§ PROBLEM: Reproduce each record verbatim, images excluded.
<<<<
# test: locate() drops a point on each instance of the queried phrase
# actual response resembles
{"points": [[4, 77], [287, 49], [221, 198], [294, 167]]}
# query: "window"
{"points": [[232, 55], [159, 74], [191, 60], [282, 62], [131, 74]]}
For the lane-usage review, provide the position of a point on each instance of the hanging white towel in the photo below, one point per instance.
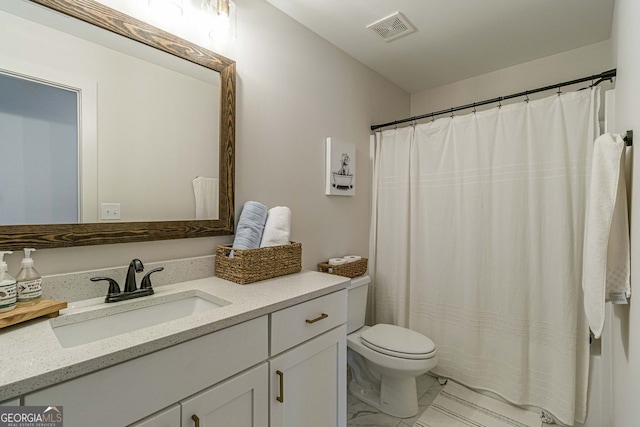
(206, 192)
(606, 263)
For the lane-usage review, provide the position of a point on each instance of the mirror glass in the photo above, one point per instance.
(150, 154)
(155, 143)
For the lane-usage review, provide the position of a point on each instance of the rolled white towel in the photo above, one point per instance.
(277, 230)
(250, 226)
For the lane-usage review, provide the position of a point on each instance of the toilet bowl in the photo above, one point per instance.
(384, 359)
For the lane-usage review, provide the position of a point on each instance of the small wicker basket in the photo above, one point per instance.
(252, 265)
(350, 269)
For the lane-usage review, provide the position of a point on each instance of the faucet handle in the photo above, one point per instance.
(113, 285)
(146, 280)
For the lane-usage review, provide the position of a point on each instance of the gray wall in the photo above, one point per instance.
(294, 89)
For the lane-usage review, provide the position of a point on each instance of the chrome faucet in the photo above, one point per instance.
(130, 288)
(135, 266)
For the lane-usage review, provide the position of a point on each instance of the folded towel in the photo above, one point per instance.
(606, 262)
(250, 226)
(277, 230)
(206, 192)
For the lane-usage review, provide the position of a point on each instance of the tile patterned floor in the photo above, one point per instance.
(360, 414)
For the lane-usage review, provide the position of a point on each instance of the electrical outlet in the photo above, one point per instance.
(110, 211)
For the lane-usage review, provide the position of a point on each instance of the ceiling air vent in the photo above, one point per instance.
(392, 27)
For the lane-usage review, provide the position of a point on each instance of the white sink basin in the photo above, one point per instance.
(120, 318)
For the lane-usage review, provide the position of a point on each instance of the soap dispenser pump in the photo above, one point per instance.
(28, 280)
(7, 286)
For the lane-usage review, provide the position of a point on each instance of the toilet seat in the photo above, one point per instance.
(399, 342)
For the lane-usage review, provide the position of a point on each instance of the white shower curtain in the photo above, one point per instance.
(478, 230)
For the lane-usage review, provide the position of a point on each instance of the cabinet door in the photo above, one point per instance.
(308, 383)
(238, 402)
(169, 417)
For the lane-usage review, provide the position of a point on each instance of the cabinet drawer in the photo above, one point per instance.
(296, 324)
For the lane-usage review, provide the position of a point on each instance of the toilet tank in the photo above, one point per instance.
(357, 302)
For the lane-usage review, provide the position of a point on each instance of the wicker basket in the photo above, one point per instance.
(252, 265)
(350, 269)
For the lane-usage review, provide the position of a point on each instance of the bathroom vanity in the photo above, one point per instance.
(272, 353)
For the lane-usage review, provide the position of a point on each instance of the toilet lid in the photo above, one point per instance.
(399, 342)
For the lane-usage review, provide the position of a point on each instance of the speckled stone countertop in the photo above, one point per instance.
(32, 358)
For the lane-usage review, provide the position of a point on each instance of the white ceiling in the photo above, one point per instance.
(456, 39)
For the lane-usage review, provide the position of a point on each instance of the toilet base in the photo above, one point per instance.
(397, 397)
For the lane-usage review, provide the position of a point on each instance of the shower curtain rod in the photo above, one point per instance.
(596, 79)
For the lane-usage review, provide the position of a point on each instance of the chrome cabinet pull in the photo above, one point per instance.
(322, 316)
(280, 397)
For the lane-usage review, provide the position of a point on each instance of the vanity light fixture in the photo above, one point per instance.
(168, 8)
(220, 14)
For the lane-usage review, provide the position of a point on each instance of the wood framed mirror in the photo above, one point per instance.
(14, 237)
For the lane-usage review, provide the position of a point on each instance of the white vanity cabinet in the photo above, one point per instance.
(283, 369)
(307, 369)
(169, 417)
(239, 402)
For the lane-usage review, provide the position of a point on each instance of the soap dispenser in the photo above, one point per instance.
(28, 280)
(7, 286)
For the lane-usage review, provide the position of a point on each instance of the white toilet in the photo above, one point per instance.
(384, 359)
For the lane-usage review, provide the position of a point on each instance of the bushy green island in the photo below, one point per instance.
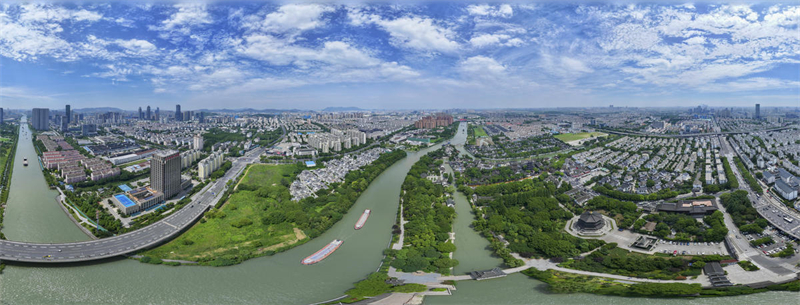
(563, 282)
(426, 246)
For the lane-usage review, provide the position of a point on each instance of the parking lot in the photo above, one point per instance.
(779, 238)
(691, 248)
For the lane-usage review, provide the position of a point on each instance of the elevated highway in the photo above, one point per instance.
(147, 237)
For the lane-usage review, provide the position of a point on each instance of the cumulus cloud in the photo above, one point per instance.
(414, 32)
(199, 47)
(503, 10)
(487, 40)
(290, 17)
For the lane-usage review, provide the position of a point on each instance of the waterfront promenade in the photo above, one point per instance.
(120, 245)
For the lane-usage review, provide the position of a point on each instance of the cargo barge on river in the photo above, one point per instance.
>>>>
§ ANSWER SPACE:
# test: locate() drops a point on each instance of the queried phrase
# actual response resembles
{"points": [[4, 77], [287, 49], [221, 198], [294, 167]]}
# query: "window"
{"points": [[232, 55], [159, 74], [191, 60], [282, 62], [131, 74]]}
For the lane-usage review, provide the position of a point on each instance of the hanging white towel in the photo below, one point per instance.
(206, 192)
(606, 263)
For the lane-usage review, provide the position of a point on each instance of the mirror glass in the photo above, one point per instance.
(150, 154)
(155, 143)
For the lane-usage review, provide the position of a point on each instance of the rolled white towel in the photo above, one point per instance.
(277, 230)
(250, 226)
For the lane-usage review, provide the position of a point on each instance of the toilet bowl in the photo above, one point per instance.
(384, 359)
For the lane-usage review, provide the position of a point on each instance of the small wicker basket in the photo above, one point per instance.
(252, 265)
(350, 269)
For the lane-usage review, provide the position of a point on each instance of the faucet handle in the photo above, one point per instance.
(113, 285)
(146, 280)
For the lane-usage review, provide the position of a point on each instance of the gray wall in the photo above, one point per instance.
(294, 89)
For the lane-usage review, provide the position of a point on each instance of the chrome faucet in the photo above, one point per instance.
(130, 288)
(135, 266)
For the lane-usage review, provide the position of a point on each instance of the folded towel in the photo above, one point per instance.
(606, 262)
(250, 226)
(277, 230)
(206, 192)
For the lane-usage review, provide the position of a point on each instance of the tile patterned floor in the photo above, one point per instance.
(360, 414)
For the lane-usage review, provide the position of a point on each instance of the electrical outlet in the photo above, one point per instance.
(110, 211)
For the lane-usage review, provide the position of a point on each instance of the ceiling air vent in the photo above, one point per instance.
(392, 27)
For the lane-usage review, provide the position of a point on each instance of the white sink basin in the photo above, one point per instance.
(120, 318)
For the lane-usage review, provide the position of a point on each instance of the soap dispenser pump in the photo above, one point per instance.
(28, 280)
(7, 286)
For the lane-usage review, provide the position of a point on each instance of the toilet seat in the photo above, one point per instance.
(399, 342)
For the lane-usage review, provide the position of a point on each instance of the white shower curtain in the photo above, one point per instance.
(478, 230)
For the lane-usage review, provide the position of a point on each instance of the cabinet door in the photo above, one point per instance.
(308, 383)
(238, 402)
(169, 417)
For the lane-usage review, provide the position of a point on each instance of the cabinet drawer in the photo above, one point per instance.
(296, 324)
For the lane-usage review, provide the position of a point on each instance of the toilet tank in the photo above, one point per instance.
(357, 302)
For the lane-usage review, provide the position of a point on each instance of the wicker basket in the photo above, one point per instance.
(252, 265)
(350, 269)
For the lane-usage review, provide the position of a point on each instance of the bathroom vanity in the photo above, one point per instance.
(272, 353)
For the lane-usage review, provide the position of a point on each instance of the toilet lid in the photo above, one point per instance.
(399, 342)
For the lane-usage review, provide the position of a point on each instance of the speckled stone countertop in the photo above, one point per instance.
(32, 358)
For the lane-usage review, provide the position of a point on each instance of the white ceiling in the photo above, one point per instance.
(456, 39)
For the lane-usage review, provide the position of a point on each instance of the toilet base in the photo above, one point per instance.
(397, 397)
For the lane-usage review, provide the position of a point on each instance of the shower curtain rod in the photo above, one point per instance.
(596, 79)
For the lane-usage review, provide the position of a point on each instance of the chrome cabinet pull in the photo above, one point per instance.
(322, 316)
(280, 397)
For the lane-usage review, provide the position of a point on each instance of the vanity light fixture in the photo above, one point per instance.
(168, 8)
(220, 14)
For the lane-usage review, provide the position of a point on each instance of the wood framed mirror in the photo above, one point per instance.
(14, 237)
For the lane-usage review, provide the position of a point on each instance of the white vanity cabinet in the photo above, one point per instance.
(283, 369)
(307, 369)
(169, 417)
(239, 402)
For the lane-usage review, provide the position of a point on each instance of the soap dispenser in the photo above, one point per instance.
(28, 280)
(7, 286)
For the lane-usage review, provide the position of a point on each instance of the white toilet in the photo above, one point per instance.
(384, 359)
For the lane-usage review, provide the position of a point on each instance of the bushy green island in the photo below, one point per instance.
(563, 282)
(426, 246)
For the lane-usage review, provide the position of a point on each instance of the parking lot in the photo above, one point per instance.
(779, 238)
(691, 248)
For the lane-usage review, provide the position of a point on each instance of the elevated highway in the photo above, one point per instance.
(147, 237)
For the lane-usage review, provide the position of a point on each instance of the cumulus cloud in the photo above, one point per instance.
(414, 32)
(199, 47)
(503, 10)
(487, 40)
(290, 17)
For the lane-usage review, provide the position of a point on each instance of the waterfront promenade in the photo above, one point per instance.
(120, 245)
For the lane-usage review, provide the position of a point on each instance of the cargo barge on river in the photo above, one point per instance.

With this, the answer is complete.